DATA TO PROCESS -

★ ★ ★

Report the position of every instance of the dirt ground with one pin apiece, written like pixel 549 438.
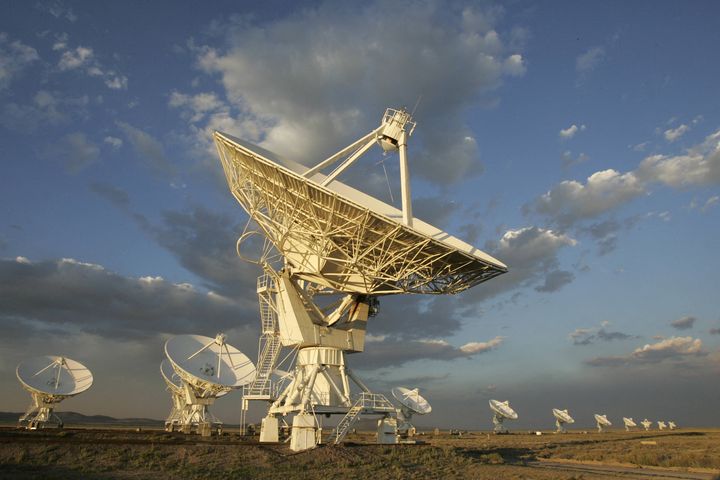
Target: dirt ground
pixel 129 454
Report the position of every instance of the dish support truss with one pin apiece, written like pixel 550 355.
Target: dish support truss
pixel 190 411
pixel 40 413
pixel 498 422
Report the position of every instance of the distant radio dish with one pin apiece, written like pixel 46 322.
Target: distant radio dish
pixel 629 423
pixel 412 403
pixel 602 422
pixel 198 371
pixel 561 418
pixel 501 412
pixel 646 424
pixel 49 380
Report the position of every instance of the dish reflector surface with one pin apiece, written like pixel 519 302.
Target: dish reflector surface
pixel 54 375
pixel 197 357
pixel 602 420
pixel 503 409
pixel 412 400
pixel 563 416
pixel 341 238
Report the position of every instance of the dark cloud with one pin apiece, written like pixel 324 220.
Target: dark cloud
pixel 680 350
pixel 555 280
pixel 684 323
pixel 393 352
pixel 204 243
pixel 115 195
pixel 74 296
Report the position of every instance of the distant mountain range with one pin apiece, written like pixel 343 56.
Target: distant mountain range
pixel 70 418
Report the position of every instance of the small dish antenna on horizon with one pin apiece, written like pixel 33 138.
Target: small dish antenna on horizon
pixel 200 370
pixel 412 403
pixel 501 412
pixel 50 379
pixel 629 423
pixel 562 417
pixel 602 422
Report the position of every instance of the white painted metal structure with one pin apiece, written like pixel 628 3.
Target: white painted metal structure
pixel 202 369
pixel 629 423
pixel 411 403
pixel 501 411
pixel 561 418
pixel 602 422
pixel 324 239
pixel 50 379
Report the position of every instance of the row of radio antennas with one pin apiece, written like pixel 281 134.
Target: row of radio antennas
pixel 502 411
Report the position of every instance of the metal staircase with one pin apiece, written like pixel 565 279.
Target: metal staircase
pixel 269 344
pixel 366 403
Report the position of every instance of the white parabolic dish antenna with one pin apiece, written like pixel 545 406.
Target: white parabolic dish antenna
pixel 412 400
pixel 602 421
pixel 335 240
pixel 629 423
pixel 562 417
pixel 209 363
pixel 50 379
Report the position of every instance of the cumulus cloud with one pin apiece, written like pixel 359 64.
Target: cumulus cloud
pixel 673 134
pixel 675 349
pixel 589 336
pixel 149 148
pixel 684 323
pixel 587 61
pixel 15 57
pixel 83 59
pixel 341 82
pixel 568 133
pixel 571 201
pixel 392 352
pixel 69 295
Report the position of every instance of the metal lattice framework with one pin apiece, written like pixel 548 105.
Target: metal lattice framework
pixel 332 241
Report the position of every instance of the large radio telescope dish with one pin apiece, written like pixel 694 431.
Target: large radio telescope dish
pixel 209 363
pixel 199 370
pixel 629 423
pixel 340 238
pixel 602 422
pixel 562 417
pixel 335 240
pixel 501 412
pixel 412 403
pixel 50 379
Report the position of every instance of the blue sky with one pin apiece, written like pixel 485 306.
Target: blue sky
pixel 578 142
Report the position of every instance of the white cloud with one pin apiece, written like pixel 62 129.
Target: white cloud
pixel 570 200
pixel 113 141
pixel 568 133
pixel 590 59
pixel 72 59
pixel 341 80
pixel 673 134
pixel 14 58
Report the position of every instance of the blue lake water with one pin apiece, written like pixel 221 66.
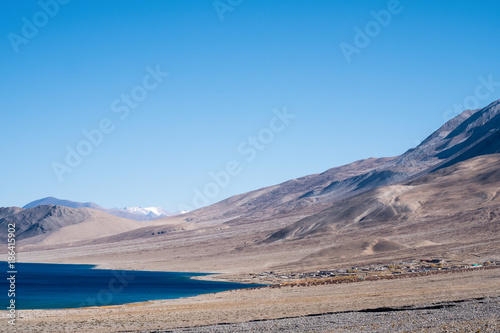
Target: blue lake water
pixel 57 286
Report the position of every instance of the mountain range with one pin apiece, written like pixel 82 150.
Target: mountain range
pixel 441 197
pixel 134 213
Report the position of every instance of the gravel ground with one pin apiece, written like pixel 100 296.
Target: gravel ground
pixel 480 315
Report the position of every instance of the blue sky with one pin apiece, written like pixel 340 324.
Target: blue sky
pixel 232 67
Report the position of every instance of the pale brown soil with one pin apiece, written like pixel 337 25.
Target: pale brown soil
pixel 246 305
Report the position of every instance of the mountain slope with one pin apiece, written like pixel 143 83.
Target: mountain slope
pixel 133 213
pixel 458 194
pixel 49 223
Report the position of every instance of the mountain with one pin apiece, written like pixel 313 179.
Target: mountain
pixel 470 134
pixel 439 199
pixel 58 224
pixel 134 213
pixel 59 202
pixel 449 195
pixel 150 212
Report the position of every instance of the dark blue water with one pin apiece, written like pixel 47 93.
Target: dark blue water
pixel 56 286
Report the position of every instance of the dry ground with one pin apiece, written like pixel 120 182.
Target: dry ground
pixel 246 305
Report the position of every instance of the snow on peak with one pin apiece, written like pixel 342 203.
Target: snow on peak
pixel 148 211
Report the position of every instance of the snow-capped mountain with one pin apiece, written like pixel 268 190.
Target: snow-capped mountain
pixel 134 213
pixel 151 212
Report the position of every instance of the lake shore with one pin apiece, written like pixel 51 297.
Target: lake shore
pixel 242 306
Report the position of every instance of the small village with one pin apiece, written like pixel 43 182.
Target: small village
pixel 372 272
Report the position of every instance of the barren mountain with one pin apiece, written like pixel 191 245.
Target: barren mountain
pixel 470 134
pixel 134 214
pixel 57 224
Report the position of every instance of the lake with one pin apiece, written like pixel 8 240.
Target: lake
pixel 58 286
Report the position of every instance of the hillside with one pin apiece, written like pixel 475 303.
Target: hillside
pixel 470 134
pixel 49 224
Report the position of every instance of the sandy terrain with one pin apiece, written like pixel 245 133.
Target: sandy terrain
pixel 265 303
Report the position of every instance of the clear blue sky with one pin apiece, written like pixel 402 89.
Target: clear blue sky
pixel 225 79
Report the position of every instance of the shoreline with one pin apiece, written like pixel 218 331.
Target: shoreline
pixel 245 305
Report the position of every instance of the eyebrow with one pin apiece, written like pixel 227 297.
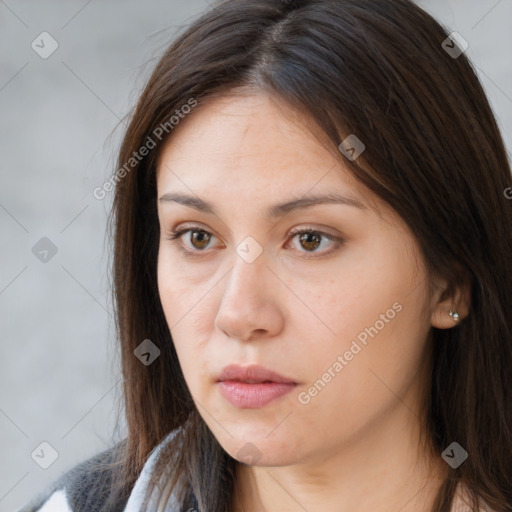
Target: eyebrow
pixel 274 211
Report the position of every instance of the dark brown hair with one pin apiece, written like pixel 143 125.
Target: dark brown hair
pixel 377 69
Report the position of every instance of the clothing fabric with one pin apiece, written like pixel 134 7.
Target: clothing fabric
pixel 79 488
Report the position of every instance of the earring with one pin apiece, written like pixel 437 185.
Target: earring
pixel 454 315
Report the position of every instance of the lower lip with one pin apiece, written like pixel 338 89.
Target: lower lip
pixel 253 396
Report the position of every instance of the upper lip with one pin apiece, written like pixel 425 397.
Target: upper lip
pixel 253 373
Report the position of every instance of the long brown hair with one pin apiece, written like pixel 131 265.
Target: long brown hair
pixel 377 69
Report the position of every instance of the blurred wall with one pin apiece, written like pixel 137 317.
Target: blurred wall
pixel 69 73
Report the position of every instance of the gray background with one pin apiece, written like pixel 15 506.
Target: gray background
pixel 60 125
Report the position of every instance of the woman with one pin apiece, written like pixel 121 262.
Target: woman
pixel 312 241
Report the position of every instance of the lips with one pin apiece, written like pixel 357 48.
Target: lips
pixel 252 374
pixel 252 387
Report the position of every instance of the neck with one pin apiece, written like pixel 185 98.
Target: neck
pixel 384 469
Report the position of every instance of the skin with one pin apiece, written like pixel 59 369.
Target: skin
pixel 298 306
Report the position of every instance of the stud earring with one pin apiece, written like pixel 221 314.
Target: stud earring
pixel 454 315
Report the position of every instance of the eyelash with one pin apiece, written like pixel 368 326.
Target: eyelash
pixel 178 233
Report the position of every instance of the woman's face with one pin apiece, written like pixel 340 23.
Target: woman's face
pixel 342 314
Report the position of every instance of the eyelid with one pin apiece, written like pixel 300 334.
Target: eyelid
pixel 181 229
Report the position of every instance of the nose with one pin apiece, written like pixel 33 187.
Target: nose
pixel 249 308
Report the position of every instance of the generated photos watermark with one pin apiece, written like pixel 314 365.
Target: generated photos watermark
pixel 150 142
pixel 305 397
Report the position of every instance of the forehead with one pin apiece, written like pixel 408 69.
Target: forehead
pixel 253 139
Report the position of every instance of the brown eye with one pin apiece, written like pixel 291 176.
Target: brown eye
pixel 200 239
pixel 310 241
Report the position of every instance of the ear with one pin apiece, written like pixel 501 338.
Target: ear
pixel 455 297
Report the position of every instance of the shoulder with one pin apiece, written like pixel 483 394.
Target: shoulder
pixel 84 487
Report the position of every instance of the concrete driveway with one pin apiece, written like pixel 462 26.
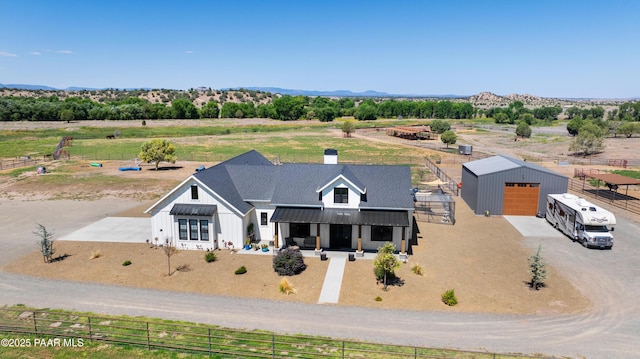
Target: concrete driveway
pixel 113 229
pixel 531 226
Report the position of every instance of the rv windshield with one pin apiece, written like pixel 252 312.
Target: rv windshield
pixel 596 229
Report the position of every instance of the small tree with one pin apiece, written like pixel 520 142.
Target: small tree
pixel 386 262
pixel 628 129
pixel 523 130
pixel 440 126
pixel 448 138
pixel 537 270
pixel 169 250
pixel 45 243
pixel 590 139
pixel 158 150
pixel 348 127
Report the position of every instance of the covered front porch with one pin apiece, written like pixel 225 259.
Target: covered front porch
pixel 340 229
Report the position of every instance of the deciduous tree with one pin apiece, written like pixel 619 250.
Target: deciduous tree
pixel 448 138
pixel 348 127
pixel 158 150
pixel 523 130
pixel 386 262
pixel 590 139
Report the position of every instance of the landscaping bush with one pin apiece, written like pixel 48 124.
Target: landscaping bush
pixel 210 257
pixel 449 298
pixel 286 287
pixel 417 269
pixel 289 262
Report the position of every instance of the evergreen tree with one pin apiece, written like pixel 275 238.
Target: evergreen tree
pixel 45 243
pixel 537 270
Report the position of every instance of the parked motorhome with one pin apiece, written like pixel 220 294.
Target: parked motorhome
pixel 581 220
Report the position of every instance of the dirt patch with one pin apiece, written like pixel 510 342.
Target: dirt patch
pixel 488 271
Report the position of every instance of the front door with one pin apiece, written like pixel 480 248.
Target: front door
pixel 340 236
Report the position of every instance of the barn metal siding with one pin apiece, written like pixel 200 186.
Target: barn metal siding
pixel 469 191
pixel 490 190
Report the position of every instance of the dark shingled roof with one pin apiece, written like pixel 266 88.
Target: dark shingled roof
pixel 340 216
pixel 251 177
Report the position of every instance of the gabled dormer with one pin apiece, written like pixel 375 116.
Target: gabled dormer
pixel 342 190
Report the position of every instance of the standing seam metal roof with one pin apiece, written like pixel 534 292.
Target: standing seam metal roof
pixel 502 163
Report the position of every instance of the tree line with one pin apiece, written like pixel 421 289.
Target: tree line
pixel 285 108
pixel 128 106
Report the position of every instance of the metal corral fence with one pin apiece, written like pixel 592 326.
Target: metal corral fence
pixel 207 340
pixel 21 162
pixel 613 198
pixel 344 158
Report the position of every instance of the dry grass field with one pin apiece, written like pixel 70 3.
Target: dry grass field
pixel 487 269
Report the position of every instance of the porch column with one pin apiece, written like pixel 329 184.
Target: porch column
pixel 275 237
pixel 359 252
pixel 403 252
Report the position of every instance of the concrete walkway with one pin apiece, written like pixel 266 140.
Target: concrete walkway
pixel 530 226
pixel 332 281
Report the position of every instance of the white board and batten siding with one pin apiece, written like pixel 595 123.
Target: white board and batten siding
pixel 224 225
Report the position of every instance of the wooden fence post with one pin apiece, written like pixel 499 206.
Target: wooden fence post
pixel 35 323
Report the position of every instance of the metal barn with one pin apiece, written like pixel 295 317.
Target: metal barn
pixel 508 186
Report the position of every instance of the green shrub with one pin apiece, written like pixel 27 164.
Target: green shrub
pixel 417 269
pixel 289 262
pixel 449 298
pixel 210 257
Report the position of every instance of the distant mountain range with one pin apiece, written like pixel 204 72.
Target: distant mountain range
pixel 282 91
pixel 483 98
pixel 338 93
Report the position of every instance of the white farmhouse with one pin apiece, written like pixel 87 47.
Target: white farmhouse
pixel 320 206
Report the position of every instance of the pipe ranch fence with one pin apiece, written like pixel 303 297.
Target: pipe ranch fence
pixel 207 340
pixel 611 197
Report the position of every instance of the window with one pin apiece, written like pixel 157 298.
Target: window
pixel 381 233
pixel 341 195
pixel 182 229
pixel 193 229
pixel 204 230
pixel 299 230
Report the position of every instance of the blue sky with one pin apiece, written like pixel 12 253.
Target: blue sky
pixel 546 48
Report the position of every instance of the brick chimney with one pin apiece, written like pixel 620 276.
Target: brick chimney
pixel 330 156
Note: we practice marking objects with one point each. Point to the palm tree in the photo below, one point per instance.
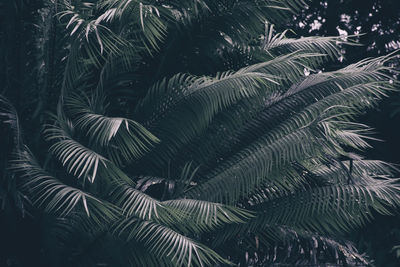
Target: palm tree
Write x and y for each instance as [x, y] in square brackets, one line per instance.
[193, 133]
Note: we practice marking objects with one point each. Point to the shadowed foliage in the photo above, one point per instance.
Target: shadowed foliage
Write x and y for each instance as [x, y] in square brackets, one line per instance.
[191, 133]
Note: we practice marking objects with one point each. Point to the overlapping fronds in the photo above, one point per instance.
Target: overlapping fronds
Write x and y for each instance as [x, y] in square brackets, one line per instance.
[56, 197]
[166, 243]
[130, 139]
[254, 150]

★ ★ ★

PROBLEM DETAILS - Extract every line from the one containing "to the shadowed" through the last line of the data, inclusive, exactly as written.

COMPLETE ANSWER -
Note: we practice marking objects with one point each. Point to the shadowed foliage in the photo above, one point per instance.
Target: shadowed foliage
Write x and y for each instance as [x, y] in square brackets, one line per instance.
[191, 133]
Note: we practice marking objects with one point each. Point to the overlapping fronds in the photo above, one point per instance.
Target: overlapping fronds
Write x and y for each instance as [x, y] in square brackets, one line per instance.
[56, 197]
[166, 243]
[130, 139]
[254, 150]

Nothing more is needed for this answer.